*WHAT IS EXPECTED*
Leave out the pictures and copy each record below exactly.

Location identification entries
=-=-=-=-=

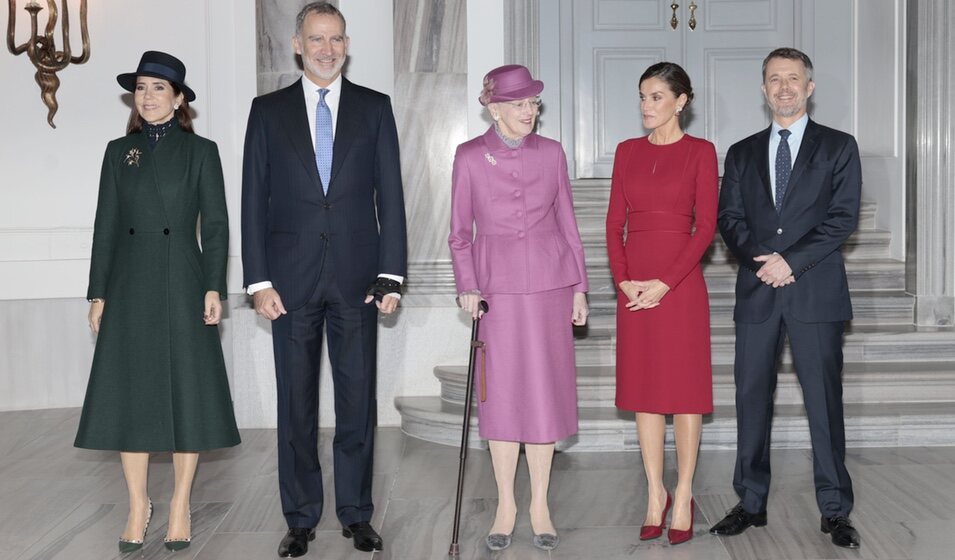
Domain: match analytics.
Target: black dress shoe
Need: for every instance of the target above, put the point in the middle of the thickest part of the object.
(364, 535)
(738, 520)
(295, 542)
(842, 531)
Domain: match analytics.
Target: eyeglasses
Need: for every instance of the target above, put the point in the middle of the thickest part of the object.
(532, 104)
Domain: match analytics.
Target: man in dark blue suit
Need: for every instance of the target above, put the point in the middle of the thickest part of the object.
(789, 200)
(323, 245)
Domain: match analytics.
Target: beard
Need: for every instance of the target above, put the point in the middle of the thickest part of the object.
(786, 111)
(326, 75)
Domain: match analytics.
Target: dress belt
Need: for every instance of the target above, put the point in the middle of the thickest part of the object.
(657, 221)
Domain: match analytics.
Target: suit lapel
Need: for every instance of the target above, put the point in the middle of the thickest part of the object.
(346, 127)
(296, 126)
(806, 150)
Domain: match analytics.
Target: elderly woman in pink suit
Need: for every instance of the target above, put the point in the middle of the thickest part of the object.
(514, 242)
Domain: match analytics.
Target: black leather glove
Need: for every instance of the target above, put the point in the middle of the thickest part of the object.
(382, 287)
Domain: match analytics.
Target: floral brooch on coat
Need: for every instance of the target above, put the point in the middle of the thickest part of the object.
(132, 157)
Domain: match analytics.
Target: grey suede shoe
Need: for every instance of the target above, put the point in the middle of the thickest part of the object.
(546, 541)
(498, 541)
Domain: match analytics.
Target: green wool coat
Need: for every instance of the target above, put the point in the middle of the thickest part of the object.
(158, 380)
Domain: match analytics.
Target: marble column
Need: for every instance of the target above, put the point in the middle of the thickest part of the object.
(930, 161)
(431, 113)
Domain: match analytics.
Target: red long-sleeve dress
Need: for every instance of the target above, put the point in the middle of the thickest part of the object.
(660, 222)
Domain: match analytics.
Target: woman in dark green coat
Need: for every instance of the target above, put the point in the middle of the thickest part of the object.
(158, 381)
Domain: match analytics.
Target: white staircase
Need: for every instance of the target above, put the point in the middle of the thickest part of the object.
(899, 381)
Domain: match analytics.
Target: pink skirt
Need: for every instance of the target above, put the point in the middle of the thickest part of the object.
(531, 370)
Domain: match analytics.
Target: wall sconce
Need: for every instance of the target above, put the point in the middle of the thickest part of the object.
(42, 51)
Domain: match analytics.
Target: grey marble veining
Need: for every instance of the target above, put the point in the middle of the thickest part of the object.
(430, 111)
(430, 36)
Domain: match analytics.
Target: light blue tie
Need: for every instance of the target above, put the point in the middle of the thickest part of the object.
(323, 140)
(784, 167)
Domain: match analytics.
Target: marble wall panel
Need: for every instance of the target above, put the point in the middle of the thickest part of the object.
(430, 36)
(431, 113)
(431, 117)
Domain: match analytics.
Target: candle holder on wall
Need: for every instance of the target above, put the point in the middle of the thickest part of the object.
(41, 49)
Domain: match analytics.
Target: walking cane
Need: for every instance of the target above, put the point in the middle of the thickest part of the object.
(476, 344)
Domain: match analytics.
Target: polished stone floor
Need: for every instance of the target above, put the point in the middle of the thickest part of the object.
(61, 503)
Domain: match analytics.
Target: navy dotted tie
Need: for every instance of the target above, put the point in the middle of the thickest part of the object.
(323, 140)
(784, 167)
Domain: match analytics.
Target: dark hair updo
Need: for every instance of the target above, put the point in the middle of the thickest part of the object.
(674, 76)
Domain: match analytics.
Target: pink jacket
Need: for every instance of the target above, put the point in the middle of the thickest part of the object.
(513, 229)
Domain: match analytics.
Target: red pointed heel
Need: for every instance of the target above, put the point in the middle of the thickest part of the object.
(677, 536)
(649, 532)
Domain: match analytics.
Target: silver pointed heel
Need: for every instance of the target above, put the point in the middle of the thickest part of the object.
(498, 541)
(546, 541)
(132, 545)
(175, 545)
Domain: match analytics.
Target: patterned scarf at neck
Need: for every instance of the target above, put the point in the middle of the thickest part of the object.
(510, 142)
(155, 132)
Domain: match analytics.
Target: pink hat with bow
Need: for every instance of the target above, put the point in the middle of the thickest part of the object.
(509, 83)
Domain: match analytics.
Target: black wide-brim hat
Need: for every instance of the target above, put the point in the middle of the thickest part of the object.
(159, 65)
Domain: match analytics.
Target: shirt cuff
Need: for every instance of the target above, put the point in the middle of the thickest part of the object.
(257, 287)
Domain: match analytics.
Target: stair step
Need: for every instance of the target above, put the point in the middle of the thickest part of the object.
(610, 429)
(894, 383)
(868, 308)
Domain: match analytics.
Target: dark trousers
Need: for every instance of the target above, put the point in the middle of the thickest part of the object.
(297, 342)
(817, 357)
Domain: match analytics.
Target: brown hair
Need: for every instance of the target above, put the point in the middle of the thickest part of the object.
(790, 54)
(324, 8)
(673, 75)
(182, 114)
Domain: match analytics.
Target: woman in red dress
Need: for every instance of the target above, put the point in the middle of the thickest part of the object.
(660, 222)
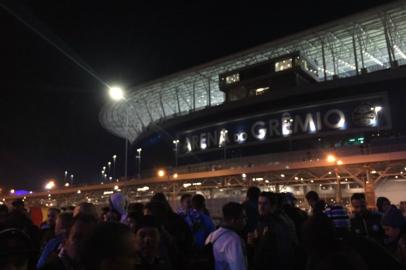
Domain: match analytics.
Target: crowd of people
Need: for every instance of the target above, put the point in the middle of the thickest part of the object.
(266, 231)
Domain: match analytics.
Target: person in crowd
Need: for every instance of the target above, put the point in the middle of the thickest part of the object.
(147, 243)
(316, 204)
(62, 226)
(118, 205)
(175, 225)
(297, 215)
(228, 247)
(250, 206)
(17, 252)
(48, 227)
(274, 241)
(185, 205)
(86, 208)
(200, 223)
(136, 208)
(323, 248)
(3, 216)
(394, 225)
(365, 222)
(382, 204)
(70, 256)
(110, 246)
(104, 214)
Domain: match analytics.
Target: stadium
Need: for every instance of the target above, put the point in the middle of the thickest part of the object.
(320, 110)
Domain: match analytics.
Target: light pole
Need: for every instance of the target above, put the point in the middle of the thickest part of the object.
(139, 150)
(332, 159)
(114, 166)
(117, 94)
(176, 142)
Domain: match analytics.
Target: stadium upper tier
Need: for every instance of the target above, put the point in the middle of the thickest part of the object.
(365, 42)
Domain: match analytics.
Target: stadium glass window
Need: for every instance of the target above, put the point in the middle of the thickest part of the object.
(283, 64)
(233, 78)
(261, 90)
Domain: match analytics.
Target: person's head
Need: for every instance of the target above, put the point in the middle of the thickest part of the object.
(147, 237)
(198, 202)
(383, 204)
(312, 197)
(186, 201)
(358, 203)
(52, 215)
(160, 197)
(63, 223)
(86, 208)
(267, 203)
(157, 210)
(233, 215)
(393, 222)
(18, 205)
(253, 193)
(110, 246)
(81, 229)
(136, 208)
(16, 250)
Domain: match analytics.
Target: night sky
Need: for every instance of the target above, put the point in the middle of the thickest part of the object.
(49, 105)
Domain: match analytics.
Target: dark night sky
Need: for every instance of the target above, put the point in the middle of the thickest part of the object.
(49, 106)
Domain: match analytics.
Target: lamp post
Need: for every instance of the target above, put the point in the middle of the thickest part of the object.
(117, 94)
(333, 159)
(176, 142)
(139, 150)
(114, 165)
(109, 166)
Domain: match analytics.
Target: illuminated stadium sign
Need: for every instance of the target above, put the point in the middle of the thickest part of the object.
(355, 115)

=-=-=-=-=

*TASK RESULT*
Domain: match analytics.
Target: black dress shoe
Need: for every instance of the target above, put the point in the middle of the thickest part of the object.
(364, 535)
(738, 520)
(295, 542)
(842, 531)
Domain: match analytics.
Target: eyeglasses
Need: for every instance of the target above, put the point in the middle of the thickest part of the object.
(532, 104)
Domain: match analytics.
Target: man in dark blue suit
Need: for every instance of the target above, put the point in the middle of the thickest part of the object.
(789, 200)
(323, 245)
Domain: match analytics.
Target: beard
Need: for every instance of the target above, put the point in the middle of the thickest part of the object.
(786, 111)
(326, 75)
Domain: match analytics.
Target: dress belt
Need: for every instance of the target above, put the point in the middle of the thickest part of the object.
(657, 221)
Domain: match analytics.
Target: suit lapel
Need: for every instance of the target above, put the point in the middle of the thickest part of the object.
(346, 127)
(296, 126)
(806, 150)
Domain: match analytics.
Target: elderly woman in pink suit
Need: for every instance of the target above, put the point in the middle of the thickest part of the object.
(514, 242)
Domain: match analytics.
Target: black leather glove
Need: for every instance of the target above, put the point in the middle of the thickest part of the object.
(382, 287)
Domain: match analytics.
Target: floral brooch on coat
Need: for every instance of the target above, put the point in the middle of the thickest part of the object.
(132, 157)
Domain: match analytics.
Target: grey suede shoe
Need: for every instance of the target above, put the point in the middle of the thickest part of the object.
(546, 541)
(498, 541)
Domain: match analytics.
Target: green wool coat
Need: for every instance of the target above, put the point in the middle of the thickest part of the object.
(158, 380)
Domain: match analytics.
Target: marble column
Need: for every instance of the target above, put the point in the middle of the thickest part of the object.
(930, 161)
(431, 113)
Domain: match analytics.
Target: red long-sleeve dress
Need: for every instance of the target above, put the point in the middle of the thickest part of the object.
(660, 222)
Domain: match analytics.
Target: woman in dark green coat
Need: for every instance of the target above, put the point in the middle of the thickest part of the object.
(158, 381)
Domain: match analytics.
Target: white staircase
Need: for every instance of the target above, put the point in the middle of the thickest part of the object.
(899, 381)
Domain: match analytics.
Target: pink skirt
Need: for every instance of the target above, put the point in the middle of the thickest part of the object.
(531, 370)
Domain: match analytics.
Target: wall sconce
Need: for every instance of the target above, put the point in the middle of the thickest part of the object.
(42, 51)
Domain: match analytics.
Target: grey marble veining
Need: for every instance of the target above, put the point in the middle of the thickest part of the object.
(430, 111)
(430, 36)
Domain: match analytics.
Target: light blue tie
Need: for every instance of the target above, put the point in the middle of the thickest part of the object.
(323, 140)
(784, 167)
Domain: match analytics.
Target: marble wall panel
Need: for every instance of the target above, put the point in the middle of the thickest part of the object.
(430, 36)
(431, 113)
(431, 117)
Domain: match analytics.
Target: candle holder on wall
Need: for every instance of the target above, put the point in the middle of the thickest part of the object.
(41, 49)
Domain: match analytics.
Target: walking cane
Need: for every instance of the target above, put the point in the middle of the thickest part of the object.
(476, 344)
Domain: match analytics.
Target: polished stone floor
Need: for every instance of the target above, put the point in the middle of the thickest part of the object.
(61, 503)
Domain: match analytics.
Target: navy dotted tie
Need: for every instance of the target above, put the point in the middle of the thickest part of the object.
(323, 140)
(784, 167)
Domain: match analytics.
Target: dark hair updo
Need: for every instance of the target above, put the point in the middle of the thickest part of the object.
(674, 76)
Domain: match analytics.
Target: pink jacket
Need: for every instance of the target above, put the point in the middle of the thickest part of the object.
(513, 229)
Domain: match analytics.
Target: red pointed heel
Need: for every instance of the target above, put the point in the middle of the thickest part of the object.
(677, 536)
(649, 532)
Domain: match analytics.
Target: silver pointed heel
Need: for every instance of the target above, put the point in the middle of the thickest part of the object.
(498, 541)
(546, 541)
(132, 545)
(175, 545)
Domain: match analytics.
Target: patterned scarf at neck
Need: for every instance of the target above, put the point in the middle of the thickest part of the object.
(510, 142)
(155, 132)
Domain: match analytics.
Target: pink hat with bow
Need: for every instance of the target above, put the point in the middle of the thickest part of the object.
(509, 83)
Domain: match analytics.
Target: black wide-brim hat
Need: for every instance of the target above, put the point in the middle of the thickest part of the object.
(159, 65)
Domain: match analytics.
Target: shirt cuff
Need: for every instance of the target above, put the point in the middle of the thickest part of the object.
(257, 287)
Domain: match analytics.
Target: stair step
Need: for every instance of the target above, put the point in the middle of the thickest part of the object.
(610, 429)
(894, 383)
(868, 308)
Domain: match analytics.
Target: dark trousers
Need: for every instance of the target above, put the point in the middle of the thickest part of the object.
(297, 342)
(817, 357)
Domain: match analytics.
Target: brown hair
Need: for every instance of the target above, put the point in the middle of the thickest part of the object.
(790, 54)
(324, 8)
(673, 75)
(182, 114)
Domain: match analytics.
Target: woman in red dress
Need: for every instance of the target above, put the point in the middle of the thickest part of the object.
(660, 222)
Domain: match analytics.
Target: crowd of people
Need: for every instance of the target above, put the point in the middle of the thickest part of the object.
(266, 231)
Domain: match analytics.
Target: person in crowd
Need: for every instance of the target above, put the point in the middle of the thickest part of the object.
(147, 243)
(316, 204)
(62, 226)
(118, 205)
(175, 225)
(297, 215)
(228, 247)
(250, 206)
(17, 252)
(48, 227)
(274, 241)
(185, 205)
(86, 208)
(200, 223)
(136, 208)
(323, 248)
(3, 216)
(394, 225)
(365, 222)
(382, 204)
(70, 256)
(110, 246)
(104, 214)
Domain: match analytics.
Target: stadium
Need: for every instance of the target above, put the point in the middle of the thickest part of the object.
(320, 110)
Domain: match analytics.
Target: light pole
Need: for every instance of the target above, put the point in the middle of the thickest part of the object.
(139, 150)
(332, 159)
(114, 166)
(117, 94)
(176, 142)
Domain: match analytics.
Target: stadium upper tier
Need: for every instance of the target above, put the point in the middle of the thickest part of the object.
(365, 42)
Domain: match analytics.
Target: stadium glass window
Need: for every instance of the target above, put the point in the middle of the thickest part of the object.
(283, 64)
(233, 78)
(261, 90)
Domain: match analytics.
Target: person's head
Need: for every instance of the target above, put the point in the middle of the thickest part of the object.
(147, 237)
(198, 202)
(383, 204)
(312, 197)
(186, 201)
(358, 203)
(52, 215)
(160, 197)
(63, 223)
(86, 208)
(267, 203)
(157, 210)
(233, 215)
(393, 222)
(18, 205)
(253, 193)
(110, 246)
(81, 229)
(136, 208)
(16, 250)
Domain: match analytics.
Target: night sky
Need: for every instance of the target above, put the point in the middle of the thickest part of the object.
(49, 105)
Domain: match analytics.
Target: dark night sky
Need: for every instance of the target above, put the point in the middle of the thickest part of the object.
(49, 106)
Domain: match analytics.
Target: lamp post
Need: for every instance of the target above, put the point in the middle of the thickest part of the object.
(117, 94)
(333, 159)
(176, 142)
(139, 150)
(114, 165)
(109, 166)
Domain: match analytics.
Target: illuminated stadium sign
Need: for every instance of the target above, put the point in the middle of the thickest part of the object.
(355, 115)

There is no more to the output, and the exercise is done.